**PROBLEM:**
From the records below, copy each line that has the word "takes" in it.

**RECORDS PROVIDED:**

+++

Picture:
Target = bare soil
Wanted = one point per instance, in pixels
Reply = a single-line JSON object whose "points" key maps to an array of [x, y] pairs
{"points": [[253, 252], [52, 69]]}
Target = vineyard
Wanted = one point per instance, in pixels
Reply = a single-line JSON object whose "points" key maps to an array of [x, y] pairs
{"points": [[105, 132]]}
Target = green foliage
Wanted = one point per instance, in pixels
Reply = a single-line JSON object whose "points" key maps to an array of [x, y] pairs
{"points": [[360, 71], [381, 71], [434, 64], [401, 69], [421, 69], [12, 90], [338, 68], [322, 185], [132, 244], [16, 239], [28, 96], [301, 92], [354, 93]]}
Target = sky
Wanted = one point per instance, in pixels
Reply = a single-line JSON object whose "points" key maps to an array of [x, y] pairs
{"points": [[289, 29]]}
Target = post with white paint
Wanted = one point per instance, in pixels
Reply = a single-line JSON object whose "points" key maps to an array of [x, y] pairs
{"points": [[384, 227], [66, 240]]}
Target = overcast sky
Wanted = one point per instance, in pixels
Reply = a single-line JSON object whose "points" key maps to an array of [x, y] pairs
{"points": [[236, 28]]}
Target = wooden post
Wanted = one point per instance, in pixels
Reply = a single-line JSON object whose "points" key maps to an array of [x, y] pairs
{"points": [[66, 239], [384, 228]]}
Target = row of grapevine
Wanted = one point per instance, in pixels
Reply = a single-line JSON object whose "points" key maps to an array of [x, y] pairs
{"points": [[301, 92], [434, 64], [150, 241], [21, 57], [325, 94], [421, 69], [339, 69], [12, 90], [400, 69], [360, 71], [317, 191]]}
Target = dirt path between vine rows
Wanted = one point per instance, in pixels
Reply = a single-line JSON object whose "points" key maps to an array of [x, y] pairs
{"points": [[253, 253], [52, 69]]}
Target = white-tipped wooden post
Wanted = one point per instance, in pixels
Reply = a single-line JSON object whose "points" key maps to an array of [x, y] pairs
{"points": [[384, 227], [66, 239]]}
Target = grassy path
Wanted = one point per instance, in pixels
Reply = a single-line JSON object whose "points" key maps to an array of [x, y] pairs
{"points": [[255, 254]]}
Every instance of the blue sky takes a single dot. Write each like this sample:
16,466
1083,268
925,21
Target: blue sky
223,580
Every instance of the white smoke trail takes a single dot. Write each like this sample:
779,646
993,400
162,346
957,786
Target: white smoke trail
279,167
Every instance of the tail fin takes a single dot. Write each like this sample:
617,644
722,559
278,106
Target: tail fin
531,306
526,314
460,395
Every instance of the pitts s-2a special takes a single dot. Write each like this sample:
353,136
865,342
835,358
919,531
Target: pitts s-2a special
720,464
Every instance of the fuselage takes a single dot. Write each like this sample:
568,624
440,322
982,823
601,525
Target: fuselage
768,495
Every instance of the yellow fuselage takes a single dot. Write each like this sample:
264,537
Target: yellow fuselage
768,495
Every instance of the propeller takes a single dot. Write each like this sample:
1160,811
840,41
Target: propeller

+++

**YOUR SOLUTION:**
Every instance of the blue sky takes a single dot. Write each like this sample:
Every instance of the white smoke trail takes a single dot. Write each like this sample:
Every instance of the tail fin takes a single dot. Write each like this sample:
Every instance of the pitts s-2a special takes a single dot. Write each like this sample:
Every instance of the fuselage takes a single dot. Write each like this sample:
Every instance of the yellow fuselage takes a single dot. Write each like this sample:
Every instance of the propeller takes a single dot. Write each like this sample:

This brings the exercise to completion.